[start]

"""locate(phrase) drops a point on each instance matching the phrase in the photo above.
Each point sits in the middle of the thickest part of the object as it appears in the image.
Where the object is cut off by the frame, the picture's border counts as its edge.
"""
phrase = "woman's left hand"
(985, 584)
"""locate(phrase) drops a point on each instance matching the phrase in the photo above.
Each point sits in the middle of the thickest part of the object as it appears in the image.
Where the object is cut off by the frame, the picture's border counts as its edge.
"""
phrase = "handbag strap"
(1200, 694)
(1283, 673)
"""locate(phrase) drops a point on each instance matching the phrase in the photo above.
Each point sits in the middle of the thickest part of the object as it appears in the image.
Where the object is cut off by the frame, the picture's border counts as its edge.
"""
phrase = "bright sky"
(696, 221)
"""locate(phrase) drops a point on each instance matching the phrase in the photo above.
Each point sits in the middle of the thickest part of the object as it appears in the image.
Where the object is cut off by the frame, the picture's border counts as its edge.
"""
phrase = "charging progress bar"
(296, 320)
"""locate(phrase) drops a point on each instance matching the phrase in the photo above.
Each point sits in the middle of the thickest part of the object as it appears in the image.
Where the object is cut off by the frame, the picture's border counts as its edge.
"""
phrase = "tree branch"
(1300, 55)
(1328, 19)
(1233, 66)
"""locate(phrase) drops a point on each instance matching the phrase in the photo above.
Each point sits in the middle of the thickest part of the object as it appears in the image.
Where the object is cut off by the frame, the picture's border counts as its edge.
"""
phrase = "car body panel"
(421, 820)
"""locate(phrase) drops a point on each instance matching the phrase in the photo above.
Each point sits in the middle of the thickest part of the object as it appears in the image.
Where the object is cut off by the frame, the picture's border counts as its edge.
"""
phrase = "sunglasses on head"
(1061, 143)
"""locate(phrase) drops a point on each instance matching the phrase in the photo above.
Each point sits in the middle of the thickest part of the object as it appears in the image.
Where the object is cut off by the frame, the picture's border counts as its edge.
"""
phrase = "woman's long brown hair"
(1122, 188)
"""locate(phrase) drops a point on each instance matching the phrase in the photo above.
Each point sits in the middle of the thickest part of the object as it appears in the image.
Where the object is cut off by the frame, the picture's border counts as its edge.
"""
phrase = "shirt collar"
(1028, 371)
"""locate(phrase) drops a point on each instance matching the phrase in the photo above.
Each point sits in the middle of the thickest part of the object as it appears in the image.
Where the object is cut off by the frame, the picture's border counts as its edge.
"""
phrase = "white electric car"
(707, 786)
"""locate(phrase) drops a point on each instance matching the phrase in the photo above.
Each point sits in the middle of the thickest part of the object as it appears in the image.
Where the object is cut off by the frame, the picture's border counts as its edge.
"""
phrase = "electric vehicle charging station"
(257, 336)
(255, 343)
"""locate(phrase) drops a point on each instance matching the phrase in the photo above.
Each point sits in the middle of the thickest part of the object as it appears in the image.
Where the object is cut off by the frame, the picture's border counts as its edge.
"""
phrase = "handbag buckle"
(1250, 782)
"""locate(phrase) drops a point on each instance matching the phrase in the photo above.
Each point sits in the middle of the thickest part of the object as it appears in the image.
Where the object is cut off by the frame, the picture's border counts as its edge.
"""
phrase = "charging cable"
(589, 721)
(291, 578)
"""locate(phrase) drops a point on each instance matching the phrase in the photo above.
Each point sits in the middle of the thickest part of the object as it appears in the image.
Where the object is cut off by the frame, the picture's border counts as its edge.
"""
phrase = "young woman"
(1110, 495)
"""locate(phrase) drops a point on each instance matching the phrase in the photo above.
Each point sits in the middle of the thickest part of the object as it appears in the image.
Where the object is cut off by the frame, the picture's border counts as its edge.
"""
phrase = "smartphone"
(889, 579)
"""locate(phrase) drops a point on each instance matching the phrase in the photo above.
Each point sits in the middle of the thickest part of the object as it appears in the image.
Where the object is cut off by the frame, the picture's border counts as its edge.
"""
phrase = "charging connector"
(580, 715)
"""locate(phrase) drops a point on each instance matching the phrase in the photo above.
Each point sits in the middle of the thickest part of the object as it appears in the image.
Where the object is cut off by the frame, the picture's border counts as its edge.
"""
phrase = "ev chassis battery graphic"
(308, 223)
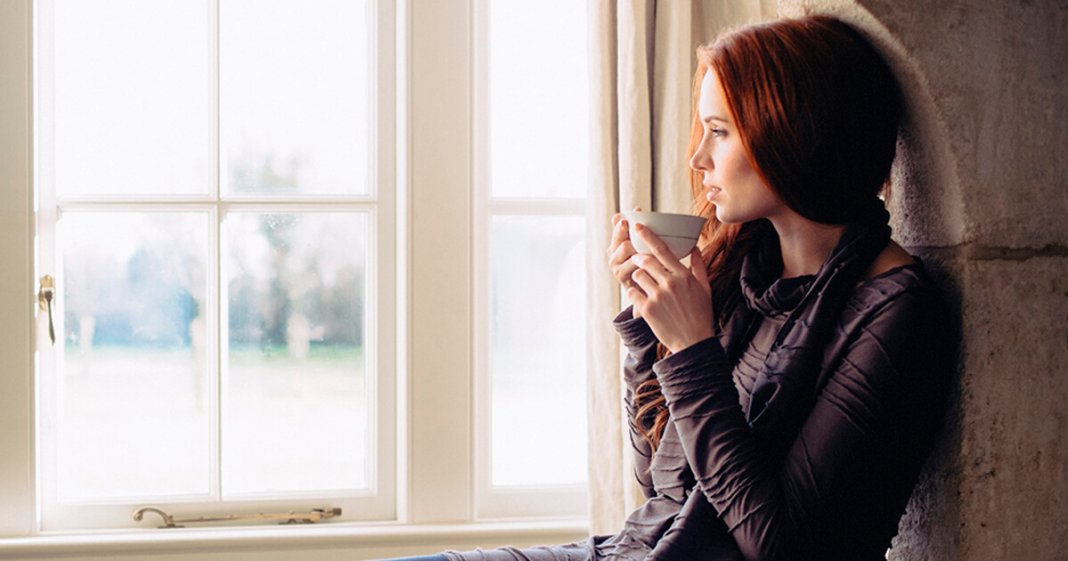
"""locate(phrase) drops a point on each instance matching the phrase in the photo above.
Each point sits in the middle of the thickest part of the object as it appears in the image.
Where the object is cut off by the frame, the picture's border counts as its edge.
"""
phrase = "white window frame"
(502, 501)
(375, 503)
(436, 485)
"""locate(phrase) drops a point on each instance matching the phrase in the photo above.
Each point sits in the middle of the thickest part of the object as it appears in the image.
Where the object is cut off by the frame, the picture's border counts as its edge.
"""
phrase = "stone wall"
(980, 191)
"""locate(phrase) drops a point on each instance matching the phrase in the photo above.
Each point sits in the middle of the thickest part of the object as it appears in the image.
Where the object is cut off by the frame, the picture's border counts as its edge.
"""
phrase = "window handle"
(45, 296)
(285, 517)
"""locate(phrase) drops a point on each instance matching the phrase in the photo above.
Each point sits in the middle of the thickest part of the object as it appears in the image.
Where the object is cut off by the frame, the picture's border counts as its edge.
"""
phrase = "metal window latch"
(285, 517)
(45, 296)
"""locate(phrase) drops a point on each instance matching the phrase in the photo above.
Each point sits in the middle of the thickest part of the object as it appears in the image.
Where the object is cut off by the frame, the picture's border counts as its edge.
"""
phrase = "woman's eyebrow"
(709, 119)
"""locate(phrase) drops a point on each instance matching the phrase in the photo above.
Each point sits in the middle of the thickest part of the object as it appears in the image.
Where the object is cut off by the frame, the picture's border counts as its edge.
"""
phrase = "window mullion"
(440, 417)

[end]

Problem statement:
All records above are to be printed exactly, minus the pictures they contain.

Correct response:
"""locate(phrase) drops a point on each instance matching the phrase in the photo above.
Each point sits in the middle of the thickest part of the object as it appears in the image.
Where the object is cut off by the frame, the picture's border counts as its edge.
"""
phrase = "woman's left hand"
(985, 584)
"""locate(phrase) drops a point on each instance matching the phrase in the photo above.
Each point sits in the middle of the thickest part of the object as it appears in the image.
Where the object is cut off by the frame, the picture's border counts as its edge.
"""
phrase = "handbag strap"
(1200, 694)
(1283, 673)
"""locate(phrase) drops a point on each instance matching the phrase in the photo above.
Each point sits in the middle of the thickest part of the object as it appears in the image.
Where the object is cut off by the frame, the picture's border counts as its edge.
"""
phrase = "bright sky"
(696, 221)
"""locate(phrase) drops a point on each instance matching the phrase in the photo above.
Each point sits in the middle of the thickest part of the object as it appears in the image.
Where the object is cut off by the frame, the picture's border counts as its edge.
"""
phrase = "charging progress bar"
(296, 320)
"""locate(phrase) drops a point on each instance matching the phrase in the photo above.
Each point sits in the middle of the thickest part of the object as it appears in the image.
Where the object is cut off by the frame, the picture's border counts as its edge.
"""
phrase = "tree branch"
(1300, 55)
(1328, 19)
(1233, 66)
"""locate(phrase) drops a point on each instance matching the phrase in the photo above.
Each point sits in the middle of the thickest part of the object as it appears in the image.
Where the object is cut off by the frame, the picture's border counts as its edge.
"""
phrase = "car body panel"
(421, 820)
"""locate(phrase) drops a point on each instance matching the phrase in the photo above.
Each point sits in the middle of the thickest part of the object as it appears in the image.
Where the object is cut off by the frame, the picture's border counts as its edge.
"""
phrase = "sunglasses on head"
(1061, 143)
"""locate(phrase) drops a point on each instance matching the phrase in the photo above.
Each point sits in the middle of the thickest part of the object as it appears in the image.
Where the object is cut off by the frame, the picture's border counts as its edge.
"""
phrase = "woman's long brown hair"
(1122, 188)
"""locate(phrase) drops a point on each instance matching the phrase in the photo above.
Each point sits in the middle of the thickest part of the object as it appears in the image.
Where the object is cut off by the frame, the picture's border counts as its edge.
"""
phrase = "shirt collar"
(1028, 371)
"""locate(phrase) drops a point on each instance matching the phrase in the photo above.
Each point sits in the middle of the thickest part of the object as it appears in the image.
Where the object is cut off by the frame, the picture's border counts as its edge.
"""
phrase = "white electric car"
(707, 786)
"""locate(phrase) drops a point on each instance matching the phrase in the photo above.
Each point sits in the middle of the thickest part of the object as it appears in the image.
Where the object is cut off by the frame, the picture's border counts as its edge.
"""
phrase = "electric vehicle charging station"
(257, 336)
(255, 343)
"""locate(phrase) drops a point on each instance matching the phrase in the photo above.
Each point sits in the middle of the thickest part of the object as it appears in the image.
Where the object is cut off by the frame, the picture's border counts as its edge.
"""
phrase = "handbag buckle"
(1250, 782)
"""locate(phrase) drops a point on each instance matching the phrase in the photo above.
Each point sits in the middle of the thickest part of the object as it appears in the image.
Where the object is cut off by the frame, the picture's border counts as its edge.
"""
phrase = "charging cable"
(589, 721)
(291, 578)
"""locate(phrase) drops a point on each instance matching the phrase in the photo above.
Each point sits in the middle of the thickest part of the object as it appears in the image.
Where the object is cut off by the frame, the picture's border counts as its edge.
"""
phrase = "young woman"
(1110, 495)
"""locate(phrase) drops a point on each instance matching the phrase in the photo above.
Each point sits in the middle of the thickest part of the object as it appears in the image.
Where the object is cut off by the frame, the picture's border counts as its edge.
"""
phrase = "smartphone"
(889, 579)
"""locate(phrase) drops a point on each instance matching the phrase in the photo above.
Each point sits in the middle of the thickest part of the object as it appears in the image.
Where the object is cut off by the frame, the picture's border counts as its edge.
"""
phrase = "charging connector"
(580, 715)
"""locate(phrase) drops a point on each instance matching the phrase in the photo above.
Each point sits in the middle of the thickest part of the object as it appears in the image.
Where the object is cut off by the frame, the picture's border counts as its edge.
"""
phrase = "ev chassis battery graphic"
(308, 223)
"""locate(phrase) drops a point on each instance matching the phrase in the photo above.
Each point sits in the middle of the thickest part of the object as it appears in the image.
Where the object is cut off by the frame, the picture's border counts as its edge.
"""
phrase = "white window frame"
(502, 501)
(375, 503)
(436, 485)
"""locate(phrase) drops a point on each instance matching the phrase in the photo above.
Each point sits in the middle of the thickest part of the object as it appears in the image.
Where the object is cut off by the frame, the picture's border counts as its edge.
"""
phrase = "stone wall"
(980, 191)
"""locate(phrase) drops a point on each instance matching the phrase in the photo above.
Each point sits in the middle of the thickest part of the object as it appears in the image.
Where the object is cut off by the frame, the picture's border counts as its edge.
"""
phrase = "window handle"
(45, 296)
(285, 517)
"""locate(phrase) drops a point on each instance matching the phrase in the photo above.
Each point sits in the middle of the thickest part of the object as it appears in the image.
Where the object is cut off by the frame, the picture's border counts as its edge.
"""
phrase = "metal window latch"
(285, 517)
(45, 296)
"""locate(phrase) drops a point on each instance matching the phrase in the photo above.
Each point sits in the middle of the thickest part of the object as it appears in the image.
Where the object is cut off by the frame, the picture's border counts as its edge.
"""
phrase = "woman's eyebrow"
(709, 119)
"""locate(phrase) drops a point on each instance matching the phrase in the photo above.
Each point sits in the middle of the thickest part of the object as it appears in the image.
Where the object is cut off by the frame, the picture's border counts as its edge.
"""
phrase = "window mullion"
(440, 417)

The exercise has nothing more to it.